__Task brief__
Retype the records below from their first line through the line containing "Note. One marker is placed on each instance of the reflection", and include nothing else.

Stored data entries
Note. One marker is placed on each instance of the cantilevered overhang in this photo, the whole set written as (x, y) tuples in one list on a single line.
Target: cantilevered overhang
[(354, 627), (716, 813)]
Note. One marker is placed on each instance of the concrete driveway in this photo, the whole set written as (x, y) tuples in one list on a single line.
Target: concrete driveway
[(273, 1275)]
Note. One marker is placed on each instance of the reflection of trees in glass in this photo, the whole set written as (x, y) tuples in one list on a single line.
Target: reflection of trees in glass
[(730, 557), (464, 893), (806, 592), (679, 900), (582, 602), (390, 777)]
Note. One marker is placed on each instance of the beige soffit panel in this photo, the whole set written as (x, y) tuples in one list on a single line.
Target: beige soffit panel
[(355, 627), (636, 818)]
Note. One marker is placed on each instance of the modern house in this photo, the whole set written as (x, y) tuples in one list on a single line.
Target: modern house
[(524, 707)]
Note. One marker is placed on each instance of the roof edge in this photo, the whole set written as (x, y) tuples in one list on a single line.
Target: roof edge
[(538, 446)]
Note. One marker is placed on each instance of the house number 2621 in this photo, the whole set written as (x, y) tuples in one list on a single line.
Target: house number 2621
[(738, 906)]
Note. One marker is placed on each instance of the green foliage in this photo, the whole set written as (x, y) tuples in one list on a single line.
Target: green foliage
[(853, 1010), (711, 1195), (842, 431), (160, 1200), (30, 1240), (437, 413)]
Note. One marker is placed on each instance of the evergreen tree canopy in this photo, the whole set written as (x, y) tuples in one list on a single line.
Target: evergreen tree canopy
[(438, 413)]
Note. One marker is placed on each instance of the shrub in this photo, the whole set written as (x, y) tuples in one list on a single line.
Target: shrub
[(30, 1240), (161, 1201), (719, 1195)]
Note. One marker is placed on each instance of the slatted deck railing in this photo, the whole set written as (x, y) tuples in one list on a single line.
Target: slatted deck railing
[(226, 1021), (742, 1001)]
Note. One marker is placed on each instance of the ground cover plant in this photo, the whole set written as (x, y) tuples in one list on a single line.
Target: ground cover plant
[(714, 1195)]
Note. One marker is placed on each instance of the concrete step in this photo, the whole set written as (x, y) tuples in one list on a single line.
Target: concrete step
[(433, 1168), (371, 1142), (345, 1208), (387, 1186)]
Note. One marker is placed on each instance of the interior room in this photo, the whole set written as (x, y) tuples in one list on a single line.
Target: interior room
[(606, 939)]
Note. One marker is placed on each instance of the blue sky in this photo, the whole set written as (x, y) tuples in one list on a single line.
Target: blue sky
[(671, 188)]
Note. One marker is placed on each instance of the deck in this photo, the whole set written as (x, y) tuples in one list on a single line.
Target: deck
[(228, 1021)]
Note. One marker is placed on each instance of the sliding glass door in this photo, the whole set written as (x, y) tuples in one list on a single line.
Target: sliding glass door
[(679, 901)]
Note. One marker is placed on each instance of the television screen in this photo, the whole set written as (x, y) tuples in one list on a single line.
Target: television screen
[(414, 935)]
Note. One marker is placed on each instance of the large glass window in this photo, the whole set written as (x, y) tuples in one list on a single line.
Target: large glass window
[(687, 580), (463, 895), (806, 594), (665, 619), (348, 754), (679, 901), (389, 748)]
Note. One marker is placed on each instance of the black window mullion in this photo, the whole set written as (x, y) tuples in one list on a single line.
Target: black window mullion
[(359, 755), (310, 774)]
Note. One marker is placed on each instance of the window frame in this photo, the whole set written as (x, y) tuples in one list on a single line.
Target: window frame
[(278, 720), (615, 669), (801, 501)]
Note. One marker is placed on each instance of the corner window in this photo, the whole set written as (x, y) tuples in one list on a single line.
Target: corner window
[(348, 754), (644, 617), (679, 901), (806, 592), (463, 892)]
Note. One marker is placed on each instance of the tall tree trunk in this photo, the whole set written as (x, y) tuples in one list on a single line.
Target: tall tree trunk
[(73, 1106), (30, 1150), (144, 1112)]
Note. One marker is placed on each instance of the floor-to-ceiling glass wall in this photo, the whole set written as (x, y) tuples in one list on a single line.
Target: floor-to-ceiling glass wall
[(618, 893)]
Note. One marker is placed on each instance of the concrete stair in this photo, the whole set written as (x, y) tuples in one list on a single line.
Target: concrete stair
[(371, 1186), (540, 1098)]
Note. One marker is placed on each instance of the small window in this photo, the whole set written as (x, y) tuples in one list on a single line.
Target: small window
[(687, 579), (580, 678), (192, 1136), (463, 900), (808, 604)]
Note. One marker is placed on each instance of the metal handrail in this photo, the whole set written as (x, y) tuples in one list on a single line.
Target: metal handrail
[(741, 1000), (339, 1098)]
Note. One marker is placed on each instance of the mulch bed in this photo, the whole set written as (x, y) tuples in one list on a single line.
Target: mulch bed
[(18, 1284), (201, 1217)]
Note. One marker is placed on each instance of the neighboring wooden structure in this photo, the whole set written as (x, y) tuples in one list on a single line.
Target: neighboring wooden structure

__Task response__
Note. One marker is placed on each instance of the cantilevered overhang in this photo, the whole set written as (x, y) tuples in one list on a single line.
Target: cantilevered overhang
[(354, 627), (716, 813)]
Note. One marker is placed on each instance of the concrete driveway in this photo, the whole set written as (x, y) tuples in one list on a single line.
Target: concrete driveway
[(273, 1275)]
Note. One marker is placed on each instance of the reflection of trees in glass in this photo, the whole set written as (x, y) tuples in one list on a single line.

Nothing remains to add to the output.